# '12 Eco 6m transmission linkage



## Chris2298 (Aug 1, 2012)

So I was heading to a meeting at 2 yesterday at a country club about an hour from home and missed the building..drove right by it. After backing up, I put it in 1st to pull in and then I lost the linkage completely. Somehow it had gone into 5th, so I was able to limp into the parking lot. I went to the meeting and was able to pop the linkage back on after, but what is wearing out that caused it to pop off? It popped back on with very little resistance (once I figured out where it went). Will this become a frequent thing? 2012 Eco 6M 185K miles


----------



## Blancmange (Jan 9, 2013)

Do you have a picture of where it became disconnected?

I have never heard of this before.

Does anyone know if this is something that needs periodic lubrication?


----------



## Chris2298 (Aug 1, 2012)

I can't really get a picture, it connects under the shift arm..


----------



## NickD (Dec 10, 2011)

A ball in a spring loaded socket, not easy to pop out, much easier to pop back in. 04 Cavalier was the same way, every couple of months or so, had to spray those joints as well as the rotating parts on top of the transmission.

########################################

● **Exercise task**
Carry on the forum thread about the 2012 Eco's shift linkage from its last post. You won't need the data that follows.

● **Given records**
########################################

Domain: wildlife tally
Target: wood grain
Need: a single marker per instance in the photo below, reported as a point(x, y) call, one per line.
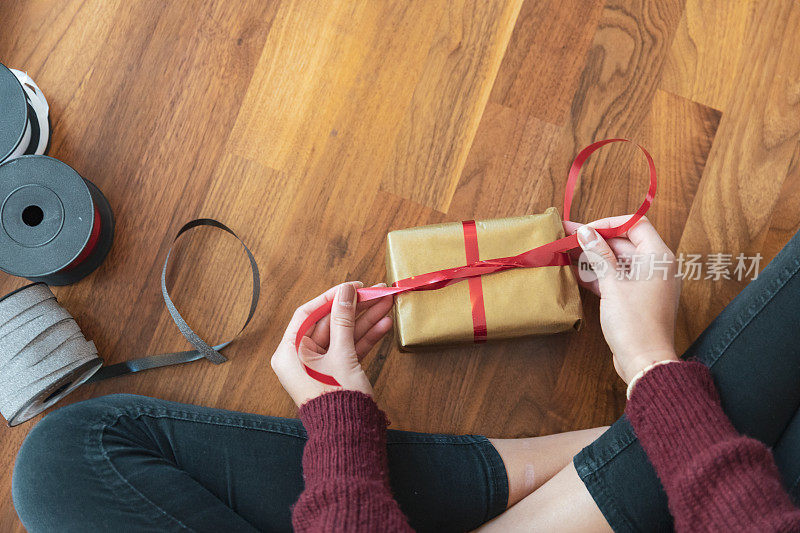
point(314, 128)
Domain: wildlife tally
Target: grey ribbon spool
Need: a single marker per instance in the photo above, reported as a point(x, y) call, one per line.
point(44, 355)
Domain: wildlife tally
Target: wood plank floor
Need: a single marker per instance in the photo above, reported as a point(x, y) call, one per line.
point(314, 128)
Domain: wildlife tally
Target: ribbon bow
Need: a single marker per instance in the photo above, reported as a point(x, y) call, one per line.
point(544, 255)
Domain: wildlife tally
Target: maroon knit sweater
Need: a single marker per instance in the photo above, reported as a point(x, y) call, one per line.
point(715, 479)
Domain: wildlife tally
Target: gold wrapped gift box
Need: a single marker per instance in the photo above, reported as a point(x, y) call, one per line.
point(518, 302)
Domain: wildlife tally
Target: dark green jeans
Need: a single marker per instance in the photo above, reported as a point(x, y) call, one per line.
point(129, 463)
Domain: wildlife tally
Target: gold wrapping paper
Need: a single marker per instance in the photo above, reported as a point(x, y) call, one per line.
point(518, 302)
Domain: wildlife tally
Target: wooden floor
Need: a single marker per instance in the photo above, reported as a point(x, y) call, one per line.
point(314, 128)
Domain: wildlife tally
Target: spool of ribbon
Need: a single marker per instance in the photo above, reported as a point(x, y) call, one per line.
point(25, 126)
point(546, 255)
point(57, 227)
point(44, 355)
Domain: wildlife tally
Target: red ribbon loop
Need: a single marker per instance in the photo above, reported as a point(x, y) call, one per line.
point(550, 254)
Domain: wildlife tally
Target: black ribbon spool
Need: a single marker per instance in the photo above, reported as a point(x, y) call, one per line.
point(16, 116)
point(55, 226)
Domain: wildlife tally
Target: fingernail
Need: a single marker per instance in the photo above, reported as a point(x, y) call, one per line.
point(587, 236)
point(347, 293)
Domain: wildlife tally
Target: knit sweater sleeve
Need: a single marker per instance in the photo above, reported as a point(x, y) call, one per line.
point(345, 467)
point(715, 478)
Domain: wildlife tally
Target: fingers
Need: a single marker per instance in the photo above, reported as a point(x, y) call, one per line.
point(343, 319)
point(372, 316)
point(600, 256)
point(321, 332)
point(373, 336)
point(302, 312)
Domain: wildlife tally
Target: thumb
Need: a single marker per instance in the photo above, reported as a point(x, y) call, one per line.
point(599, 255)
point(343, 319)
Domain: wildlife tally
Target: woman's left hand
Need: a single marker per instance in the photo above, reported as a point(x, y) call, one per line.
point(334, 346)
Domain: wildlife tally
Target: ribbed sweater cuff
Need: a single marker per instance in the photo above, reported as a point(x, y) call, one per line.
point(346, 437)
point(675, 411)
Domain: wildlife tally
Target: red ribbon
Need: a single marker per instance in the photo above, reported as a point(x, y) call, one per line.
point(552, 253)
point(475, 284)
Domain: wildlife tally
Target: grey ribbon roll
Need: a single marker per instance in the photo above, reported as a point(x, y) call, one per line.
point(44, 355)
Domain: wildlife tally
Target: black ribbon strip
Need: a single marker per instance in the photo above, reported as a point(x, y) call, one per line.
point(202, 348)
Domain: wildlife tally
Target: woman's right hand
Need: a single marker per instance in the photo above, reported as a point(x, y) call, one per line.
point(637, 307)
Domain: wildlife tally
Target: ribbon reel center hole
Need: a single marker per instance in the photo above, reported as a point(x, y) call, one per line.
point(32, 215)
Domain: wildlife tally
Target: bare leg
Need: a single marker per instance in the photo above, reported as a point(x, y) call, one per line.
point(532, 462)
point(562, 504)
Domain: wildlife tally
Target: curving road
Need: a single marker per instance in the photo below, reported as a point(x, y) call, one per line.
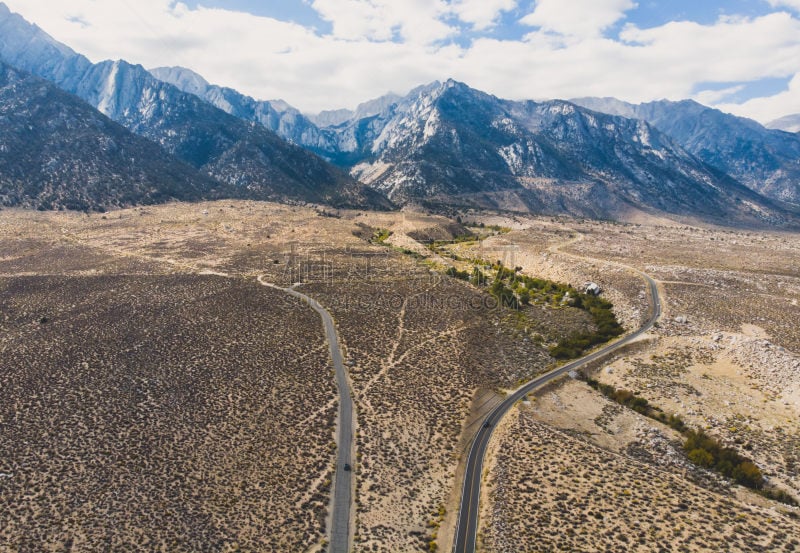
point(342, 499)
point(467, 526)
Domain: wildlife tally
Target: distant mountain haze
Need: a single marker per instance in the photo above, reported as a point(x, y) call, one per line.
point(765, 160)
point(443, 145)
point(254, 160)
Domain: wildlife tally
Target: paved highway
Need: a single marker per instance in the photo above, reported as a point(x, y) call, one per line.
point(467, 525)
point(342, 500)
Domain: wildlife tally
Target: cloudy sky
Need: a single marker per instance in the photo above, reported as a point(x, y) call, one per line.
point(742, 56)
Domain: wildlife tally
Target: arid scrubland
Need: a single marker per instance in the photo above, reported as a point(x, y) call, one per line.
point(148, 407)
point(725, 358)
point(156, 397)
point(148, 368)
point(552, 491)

########################################

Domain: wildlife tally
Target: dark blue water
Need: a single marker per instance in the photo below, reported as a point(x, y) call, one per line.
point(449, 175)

########################################

● **Task output**
Used Liquid Wrench lubricant in a spray can. If I didn't, took a lot more force to shift gears. For some strange reason, never had to lubricate the cables. You have to change gears to hit all the spots.

Ironically, the shop manual says nothing about the internals of the MT, think you are suppose to replace the whole thing. Was always gentle when changing gears.


----------



## dustinlrule (May 10, 2018)

I'm having a pretty similar issue. Stuck in first, but the shifter just sits loose, but won't go into gear when the clutch is engaged. Put a bungee cord around the shift arm in order to be able to shift into reverse and get it onto a tow bed. With the bungee wrapped around the gear arm I'm able to shift in and out of gears, take it off and no go. Not sure exactly what the issue is or if something needs to be replaced?


----------



## dustinlrule (May 10, 2018)

where did it end up going?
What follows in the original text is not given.